Problema proposto 1
Por favor, reproduza palavra por palavra o trecho da entrevista inteiro.

Trecho apresentado
⟨

Dalva – Sim, feliz com a sociedade com Levi Loretti com o qual foi possível tal empreitada. Nem meus filhos acreditaram em mim, eles acharam que meu marido ia fazer, mas eu não. (risos). O Cabernet puro ele é muito encorpado e a predominância do  Syrah, na minha concepção, em uma proporção maior, deu suavidade a esse vinho, ficou realmente bom.

Engarrafamos a safra do ano passado, já está aparecendo boa freguesia, já temos  outra safra que a gente vai engarrafar em janeiro ou fevereiro. 

STNews – Cantina Grotteschi é uma homenagem ao seu esposo?

Dalva – Sim, uma justa homenagem ao sonho dele e nosso e aos mais de 20 anos de trabalho e pesquisa até chegar ao Tabocas e a gente sentiu que alí era o lugar. Começamos a cultivar aqui em Santa Teresa. Minha paixão aqui foi o clima pois, temos o período quente também, por isso esta terra é excelente, Se eu fosse mais nova eu enchia aquilo tudo, visto que  têm mais lugares para plantar, porém não tenho mais idade para isso e nem posse, faço por amor.

⟩

Problema proposto 2
Devolva cada linha dos registros em que aparece a palavra "brown".

Informações fornecidas
⟨

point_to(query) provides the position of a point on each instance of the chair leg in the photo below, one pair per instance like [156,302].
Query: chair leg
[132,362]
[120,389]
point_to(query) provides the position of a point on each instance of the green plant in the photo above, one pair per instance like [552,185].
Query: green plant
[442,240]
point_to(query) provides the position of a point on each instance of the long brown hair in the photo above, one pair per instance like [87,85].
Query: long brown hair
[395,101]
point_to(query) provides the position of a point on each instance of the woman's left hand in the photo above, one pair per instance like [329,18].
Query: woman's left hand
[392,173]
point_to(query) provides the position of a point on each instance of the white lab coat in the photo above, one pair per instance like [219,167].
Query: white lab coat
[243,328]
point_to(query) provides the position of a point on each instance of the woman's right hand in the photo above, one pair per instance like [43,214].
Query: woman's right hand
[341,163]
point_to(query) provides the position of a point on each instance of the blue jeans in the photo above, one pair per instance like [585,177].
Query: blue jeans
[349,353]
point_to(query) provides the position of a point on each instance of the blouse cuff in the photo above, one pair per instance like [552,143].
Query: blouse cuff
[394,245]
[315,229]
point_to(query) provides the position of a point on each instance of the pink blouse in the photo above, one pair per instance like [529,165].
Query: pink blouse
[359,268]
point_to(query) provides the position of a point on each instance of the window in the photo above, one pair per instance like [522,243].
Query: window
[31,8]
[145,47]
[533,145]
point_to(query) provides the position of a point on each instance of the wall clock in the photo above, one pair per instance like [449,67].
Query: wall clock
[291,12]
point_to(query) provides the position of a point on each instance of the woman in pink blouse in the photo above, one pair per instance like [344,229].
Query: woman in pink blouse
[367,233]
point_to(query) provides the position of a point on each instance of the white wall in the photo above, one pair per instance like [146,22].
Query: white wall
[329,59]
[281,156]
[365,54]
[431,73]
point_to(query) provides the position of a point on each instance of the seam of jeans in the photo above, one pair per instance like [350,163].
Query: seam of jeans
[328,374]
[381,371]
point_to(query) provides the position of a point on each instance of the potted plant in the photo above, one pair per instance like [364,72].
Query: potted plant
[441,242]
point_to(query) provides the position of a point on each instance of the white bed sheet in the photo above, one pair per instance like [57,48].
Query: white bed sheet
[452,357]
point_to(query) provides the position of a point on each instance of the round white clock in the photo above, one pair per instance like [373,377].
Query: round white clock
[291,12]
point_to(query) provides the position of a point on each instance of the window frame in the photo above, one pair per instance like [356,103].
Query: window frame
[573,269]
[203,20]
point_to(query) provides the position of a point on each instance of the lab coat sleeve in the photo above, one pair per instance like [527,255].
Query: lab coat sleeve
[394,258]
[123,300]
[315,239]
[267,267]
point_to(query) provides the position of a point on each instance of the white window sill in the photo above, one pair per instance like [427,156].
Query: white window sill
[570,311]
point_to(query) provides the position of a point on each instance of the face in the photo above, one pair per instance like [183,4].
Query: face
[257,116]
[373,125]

⟩

Resultado do exercício 1
Dalva – Sim, feliz com a sociedade com Levi Loretti com o qual foi possível tal empreitada. Nem meus filhos acreditaram em mim, eles acharam que meu marido ia fazer, mas eu não. (risos). O Cabernet puro ele é muito encorpado e a predominância do  Syrah, na minha concepção, em uma proporção maior, deu suavidade a esse vinho, ficou realmente bom.

Engarrafamos a safra do ano passado, já está aparecendo boa freguesia, já temos  outra safra que a gente vai engarrafar em janeiro ou fevereiro. 

STNews – Cantina Grotteschi é uma homenagem ao seu esposo?

Dalva – Sim, uma justa homenagem ao sonho dele e nosso e aos mais de 20 anos de trabalho e pesquisa até chegar ao Tabocas e a gente sentiu que alí era o lugar. Começamos a cultivar aqui em Santa Teresa. Minha paixão aqui foi o clima pois, temos o período quente também, por isso esta terra é excelente, Se eu fosse mais nova eu enchia aquilo tudo, visto que  têm mais lugares para plantar, porém não tenho mais idade para isso e nem posse, faço por amor.

Resultado do exercício 2
point_to(query) provides the position of a point on each instance of the long brown hair in the photo above, one pair per instance like [87,85].
Query: long brown hair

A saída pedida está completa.